WHAT THE EXERCISE ASKS |
Copy every entry below word for word, leaving nothing out and changing nothing.

AVAILABLE RECORDS |
##############################

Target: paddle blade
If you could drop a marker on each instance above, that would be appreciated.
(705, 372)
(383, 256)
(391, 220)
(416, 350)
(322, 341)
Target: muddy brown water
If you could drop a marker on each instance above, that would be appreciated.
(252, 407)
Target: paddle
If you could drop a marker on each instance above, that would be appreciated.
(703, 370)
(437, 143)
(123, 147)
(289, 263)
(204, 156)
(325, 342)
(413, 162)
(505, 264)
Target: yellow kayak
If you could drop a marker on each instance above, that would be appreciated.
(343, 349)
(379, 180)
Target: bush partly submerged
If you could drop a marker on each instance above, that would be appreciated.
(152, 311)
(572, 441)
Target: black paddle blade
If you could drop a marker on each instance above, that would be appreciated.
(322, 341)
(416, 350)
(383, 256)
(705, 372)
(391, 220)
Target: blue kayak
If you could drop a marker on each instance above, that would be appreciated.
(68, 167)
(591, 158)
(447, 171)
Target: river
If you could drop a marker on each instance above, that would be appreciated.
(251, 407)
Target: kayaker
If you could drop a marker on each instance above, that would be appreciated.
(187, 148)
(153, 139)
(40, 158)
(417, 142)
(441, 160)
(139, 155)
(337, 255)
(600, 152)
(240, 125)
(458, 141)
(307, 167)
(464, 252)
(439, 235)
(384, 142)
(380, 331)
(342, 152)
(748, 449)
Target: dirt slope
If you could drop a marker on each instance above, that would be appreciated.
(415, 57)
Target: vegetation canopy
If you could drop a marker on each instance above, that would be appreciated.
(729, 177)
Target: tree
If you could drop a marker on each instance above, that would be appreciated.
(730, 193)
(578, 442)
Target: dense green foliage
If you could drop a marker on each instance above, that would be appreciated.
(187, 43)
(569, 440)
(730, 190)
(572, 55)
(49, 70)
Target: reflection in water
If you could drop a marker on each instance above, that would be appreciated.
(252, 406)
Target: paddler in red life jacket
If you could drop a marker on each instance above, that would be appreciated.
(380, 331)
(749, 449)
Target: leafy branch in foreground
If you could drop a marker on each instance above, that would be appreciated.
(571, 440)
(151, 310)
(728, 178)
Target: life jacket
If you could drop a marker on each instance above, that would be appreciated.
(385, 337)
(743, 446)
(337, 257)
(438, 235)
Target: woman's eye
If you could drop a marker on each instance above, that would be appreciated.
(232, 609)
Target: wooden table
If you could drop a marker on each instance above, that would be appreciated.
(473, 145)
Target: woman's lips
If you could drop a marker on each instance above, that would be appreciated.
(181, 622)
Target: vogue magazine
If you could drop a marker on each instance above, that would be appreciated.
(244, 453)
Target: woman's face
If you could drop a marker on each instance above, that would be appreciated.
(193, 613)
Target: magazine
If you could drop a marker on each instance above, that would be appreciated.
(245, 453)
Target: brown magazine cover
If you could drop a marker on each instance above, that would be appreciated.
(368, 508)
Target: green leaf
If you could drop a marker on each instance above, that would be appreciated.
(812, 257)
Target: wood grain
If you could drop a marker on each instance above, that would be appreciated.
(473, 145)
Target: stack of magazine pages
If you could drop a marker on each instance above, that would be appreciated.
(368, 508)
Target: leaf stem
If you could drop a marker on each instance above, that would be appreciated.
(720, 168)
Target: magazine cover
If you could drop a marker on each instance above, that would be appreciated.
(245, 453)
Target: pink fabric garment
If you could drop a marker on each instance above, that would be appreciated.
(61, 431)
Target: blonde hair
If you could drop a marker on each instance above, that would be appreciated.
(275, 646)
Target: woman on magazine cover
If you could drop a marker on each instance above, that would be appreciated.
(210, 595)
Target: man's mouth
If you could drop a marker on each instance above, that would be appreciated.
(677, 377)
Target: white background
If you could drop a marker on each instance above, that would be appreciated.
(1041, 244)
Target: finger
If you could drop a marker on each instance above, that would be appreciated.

##############################

WRITTEN RESPONSE |
Target: paddle blade
If you could drop a marker on each instance above, that would be appreciated.
(705, 372)
(383, 256)
(391, 220)
(416, 350)
(322, 341)
Target: muddy brown water
If you could drop a marker on each instance above, that would be appreciated.
(252, 407)
Target: paddle
If you could drop a marker on each instance above, that would be appreciated.
(703, 370)
(437, 143)
(123, 147)
(289, 263)
(204, 156)
(325, 342)
(413, 162)
(505, 264)
Target: yellow kayak
If you could drop a marker on each instance above, that would be appreciated.
(343, 349)
(379, 180)
Target: bush partly submerged
If you could drop a marker on each instance above, that would be appreciated.
(152, 311)
(572, 441)
Target: black paddle blade
If you could drop a marker on each instance above, that would be appreciated.
(322, 341)
(416, 350)
(383, 256)
(705, 372)
(391, 220)
Target: blue kayak
If you could drop a marker on each instance above, that would be appreciated.
(68, 167)
(591, 158)
(447, 171)
Target: river
If you could drop a marker on each instance above, that would be appreciated.
(251, 407)
Target: kayaker
If you could drop a marker on each instance above, that would be appreciated.
(187, 148)
(153, 139)
(40, 158)
(417, 142)
(441, 160)
(139, 155)
(337, 255)
(600, 152)
(240, 125)
(458, 141)
(307, 167)
(464, 252)
(439, 235)
(384, 142)
(380, 331)
(342, 152)
(748, 449)
Target: dirt slope
If you could drop a marker on each instance above, that would be appreciated.
(415, 57)
Target: vegetation canopy
If you could drop a marker on each instance above, that would be appreciated.
(729, 177)
Target: tree
If you could drop a marker on each instance above, that would be appreciated.
(730, 193)
(578, 442)
Target: dense green foliage
If you could drop a marker on each instance above, that would be appreciated.
(187, 43)
(569, 440)
(730, 190)
(572, 55)
(49, 70)
Target: reflection in water
If you could drop a marker on each instance above, that would be appreciated.
(252, 406)
Target: paddler in red life jacket
If you could drop a marker on each instance above, that would be appreciated.
(380, 331)
(749, 449)
Target: leafy branch in foreground
If you could drop a marker on each instance above, that would be appreciated.
(571, 440)
(151, 310)
(728, 178)
Target: life jacket
If you could drop a marker on each instance above, that would be appreciated.
(385, 337)
(743, 446)
(337, 257)
(438, 235)
Target: woman's eye
If you could drop a marker on each instance above, that would be appreciated.
(232, 609)
Target: wooden table
If you could drop a marker on each instance above, that would be appreciated.
(473, 145)
Target: woman's lips
If you could drop a marker on each instance above, that would be appreciated.
(181, 622)
Target: vogue magazine
If you could drop a marker on each instance above, that would be appreciated.
(244, 453)
Target: woman's face
If you could drop a marker on each instance above, that would be appreciated.
(193, 613)
Target: magazine
If you could drop a marker on each instance above, that would be appreciated.
(245, 453)
Target: brown magazine cover
If you could drop a marker on each instance above, that would be appreciated.
(368, 508)
Target: green leaf
If you could drop a marker on each instance above, that would be appreciated.
(812, 257)
Target: wood grain
If you could drop a marker on each instance above, that would be appreciated.
(473, 145)
Target: stack of magazine pages
If you could drop a marker on each instance above, that would be appreciated.
(368, 508)
Target: leaf stem
If you could drop a marker on each instance above, that would be appreciated.
(720, 168)
Target: magazine cover
If you could drop a marker on each instance above, that would be appreciated.
(245, 453)
Target: pink fabric garment
If you could drop a marker on each instance above, that would be appreciated.
(61, 431)
Target: blonde hair
If you could drop a marker on each instance above, that would be appreciated.
(275, 646)
Target: woman on magazine cover
If you could drop a marker on each instance above, that would be appreciated.
(210, 595)
Target: man's mouth
If you could drop a marker on each instance above, that would be appreciated.
(677, 377)
Target: white background
If you could drop a marker on each instance above, that would be appreciated.
(1041, 244)
Target: finger
If you could drop a marker on each instance above, that would be appreciated.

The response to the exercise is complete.